- [Records for the exercise]

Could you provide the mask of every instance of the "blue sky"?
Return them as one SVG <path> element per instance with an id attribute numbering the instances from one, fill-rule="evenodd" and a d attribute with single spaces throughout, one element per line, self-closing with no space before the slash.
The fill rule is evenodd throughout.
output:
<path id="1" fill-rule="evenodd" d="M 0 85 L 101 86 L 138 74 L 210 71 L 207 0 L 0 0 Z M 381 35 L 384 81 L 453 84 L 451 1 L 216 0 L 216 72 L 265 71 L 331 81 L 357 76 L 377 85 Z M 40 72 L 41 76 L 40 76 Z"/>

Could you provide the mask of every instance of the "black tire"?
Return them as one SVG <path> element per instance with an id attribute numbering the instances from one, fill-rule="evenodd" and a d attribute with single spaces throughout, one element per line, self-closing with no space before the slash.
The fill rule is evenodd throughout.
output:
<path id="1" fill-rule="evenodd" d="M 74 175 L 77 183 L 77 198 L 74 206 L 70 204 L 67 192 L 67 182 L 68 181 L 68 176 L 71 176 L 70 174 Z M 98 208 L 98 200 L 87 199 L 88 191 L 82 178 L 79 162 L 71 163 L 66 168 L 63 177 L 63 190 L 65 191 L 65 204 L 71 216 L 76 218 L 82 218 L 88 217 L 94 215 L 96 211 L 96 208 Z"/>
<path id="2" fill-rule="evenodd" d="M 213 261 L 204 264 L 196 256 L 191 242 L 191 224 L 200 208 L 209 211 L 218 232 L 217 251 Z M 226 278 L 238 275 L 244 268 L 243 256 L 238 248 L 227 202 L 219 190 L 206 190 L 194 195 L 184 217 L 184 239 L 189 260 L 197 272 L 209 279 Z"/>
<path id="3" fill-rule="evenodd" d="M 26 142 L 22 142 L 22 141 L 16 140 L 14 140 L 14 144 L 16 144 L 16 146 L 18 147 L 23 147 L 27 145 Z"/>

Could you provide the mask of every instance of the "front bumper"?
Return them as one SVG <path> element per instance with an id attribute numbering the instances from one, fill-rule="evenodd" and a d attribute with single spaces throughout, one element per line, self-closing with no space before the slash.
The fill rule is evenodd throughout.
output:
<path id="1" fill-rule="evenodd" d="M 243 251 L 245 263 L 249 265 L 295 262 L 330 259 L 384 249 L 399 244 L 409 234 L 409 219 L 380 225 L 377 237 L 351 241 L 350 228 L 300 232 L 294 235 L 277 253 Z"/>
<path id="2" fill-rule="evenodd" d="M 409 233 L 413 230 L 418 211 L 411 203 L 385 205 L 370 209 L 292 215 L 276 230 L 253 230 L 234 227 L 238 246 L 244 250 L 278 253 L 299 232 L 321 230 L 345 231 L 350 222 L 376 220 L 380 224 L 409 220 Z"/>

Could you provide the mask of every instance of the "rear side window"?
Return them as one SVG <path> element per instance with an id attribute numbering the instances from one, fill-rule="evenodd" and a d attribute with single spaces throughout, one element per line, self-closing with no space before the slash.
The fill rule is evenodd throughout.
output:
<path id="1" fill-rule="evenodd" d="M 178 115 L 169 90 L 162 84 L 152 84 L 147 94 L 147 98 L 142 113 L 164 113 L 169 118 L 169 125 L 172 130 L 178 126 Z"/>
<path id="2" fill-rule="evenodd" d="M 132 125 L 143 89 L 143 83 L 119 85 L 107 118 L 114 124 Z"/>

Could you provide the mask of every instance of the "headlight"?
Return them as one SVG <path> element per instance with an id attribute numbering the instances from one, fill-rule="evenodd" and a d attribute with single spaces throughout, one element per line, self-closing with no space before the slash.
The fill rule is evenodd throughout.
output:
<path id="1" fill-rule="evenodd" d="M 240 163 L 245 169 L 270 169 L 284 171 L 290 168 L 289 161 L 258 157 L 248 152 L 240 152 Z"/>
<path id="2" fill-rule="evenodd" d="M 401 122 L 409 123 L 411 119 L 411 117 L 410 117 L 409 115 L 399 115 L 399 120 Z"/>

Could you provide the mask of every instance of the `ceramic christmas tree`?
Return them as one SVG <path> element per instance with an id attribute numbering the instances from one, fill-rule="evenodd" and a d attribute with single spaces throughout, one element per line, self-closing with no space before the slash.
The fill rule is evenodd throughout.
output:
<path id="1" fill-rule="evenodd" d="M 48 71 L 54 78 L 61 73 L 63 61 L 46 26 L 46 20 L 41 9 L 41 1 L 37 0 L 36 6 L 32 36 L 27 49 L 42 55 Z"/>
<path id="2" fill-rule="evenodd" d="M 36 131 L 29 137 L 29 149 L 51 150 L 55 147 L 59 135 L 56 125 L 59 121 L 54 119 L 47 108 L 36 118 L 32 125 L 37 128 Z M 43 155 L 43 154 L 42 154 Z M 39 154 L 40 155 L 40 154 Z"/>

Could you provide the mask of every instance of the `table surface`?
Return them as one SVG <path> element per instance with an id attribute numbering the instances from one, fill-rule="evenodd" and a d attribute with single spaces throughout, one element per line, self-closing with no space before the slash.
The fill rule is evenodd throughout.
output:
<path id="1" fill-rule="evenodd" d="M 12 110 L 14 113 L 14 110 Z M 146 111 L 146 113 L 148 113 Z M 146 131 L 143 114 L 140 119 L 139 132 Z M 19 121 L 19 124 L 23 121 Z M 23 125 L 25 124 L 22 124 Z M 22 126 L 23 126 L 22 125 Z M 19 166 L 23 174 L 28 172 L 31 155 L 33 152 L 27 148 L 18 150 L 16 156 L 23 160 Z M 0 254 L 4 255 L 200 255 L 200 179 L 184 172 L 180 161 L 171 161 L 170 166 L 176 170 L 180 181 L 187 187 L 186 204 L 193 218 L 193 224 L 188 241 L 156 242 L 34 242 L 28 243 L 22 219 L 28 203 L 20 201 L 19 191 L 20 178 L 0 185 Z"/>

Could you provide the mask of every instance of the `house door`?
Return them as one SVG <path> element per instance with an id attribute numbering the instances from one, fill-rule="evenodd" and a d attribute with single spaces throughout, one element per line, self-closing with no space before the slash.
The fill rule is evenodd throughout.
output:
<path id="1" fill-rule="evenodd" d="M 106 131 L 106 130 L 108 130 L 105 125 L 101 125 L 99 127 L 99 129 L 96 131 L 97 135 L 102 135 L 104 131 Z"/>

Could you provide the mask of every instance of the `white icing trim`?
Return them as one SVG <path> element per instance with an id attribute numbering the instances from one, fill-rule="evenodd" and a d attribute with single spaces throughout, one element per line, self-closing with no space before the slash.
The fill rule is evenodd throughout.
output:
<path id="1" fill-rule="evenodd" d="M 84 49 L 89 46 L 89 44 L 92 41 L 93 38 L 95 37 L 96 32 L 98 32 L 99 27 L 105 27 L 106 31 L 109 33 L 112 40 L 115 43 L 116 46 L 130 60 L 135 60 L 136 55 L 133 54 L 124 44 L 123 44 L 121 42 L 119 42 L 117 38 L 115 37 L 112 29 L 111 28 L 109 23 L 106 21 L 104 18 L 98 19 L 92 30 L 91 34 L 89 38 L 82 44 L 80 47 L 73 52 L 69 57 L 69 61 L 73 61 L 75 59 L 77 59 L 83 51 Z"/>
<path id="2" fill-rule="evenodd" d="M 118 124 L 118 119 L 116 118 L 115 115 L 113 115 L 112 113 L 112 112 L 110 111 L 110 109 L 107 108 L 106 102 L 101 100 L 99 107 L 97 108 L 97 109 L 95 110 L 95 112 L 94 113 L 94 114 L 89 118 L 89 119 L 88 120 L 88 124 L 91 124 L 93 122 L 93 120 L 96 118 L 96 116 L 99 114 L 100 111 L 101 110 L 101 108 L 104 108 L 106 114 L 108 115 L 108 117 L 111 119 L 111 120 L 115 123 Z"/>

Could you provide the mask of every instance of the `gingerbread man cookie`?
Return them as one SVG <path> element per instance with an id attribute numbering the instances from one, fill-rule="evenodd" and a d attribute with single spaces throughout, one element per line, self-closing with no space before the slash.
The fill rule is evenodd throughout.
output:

- [Exercise] Convert the data above, from its first line through the line containing "85 L 101 86", inclusive, into a JSON list of strings with one string per line, skipping any blank lines.

- [In response]
[
  "Could you provide the mask of every instance of the \"blue sky\"?",
  "Return them as one SVG <path> element per instance with an id attribute numbering the instances from one, fill-rule=\"evenodd\" and a d attribute with single spaces throughout, one element per line, self-closing with no space before the slash.",
  "The fill rule is evenodd throughout.",
  "output:",
  "<path id=\"1\" fill-rule=\"evenodd\" d=\"M 0 85 L 101 86 L 138 74 L 210 71 L 207 0 L 0 0 Z M 381 35 L 384 81 L 453 84 L 451 1 L 216 0 L 216 72 L 265 71 L 331 81 L 357 76 L 377 85 Z M 40 72 L 41 76 L 40 76 Z\"/>"
]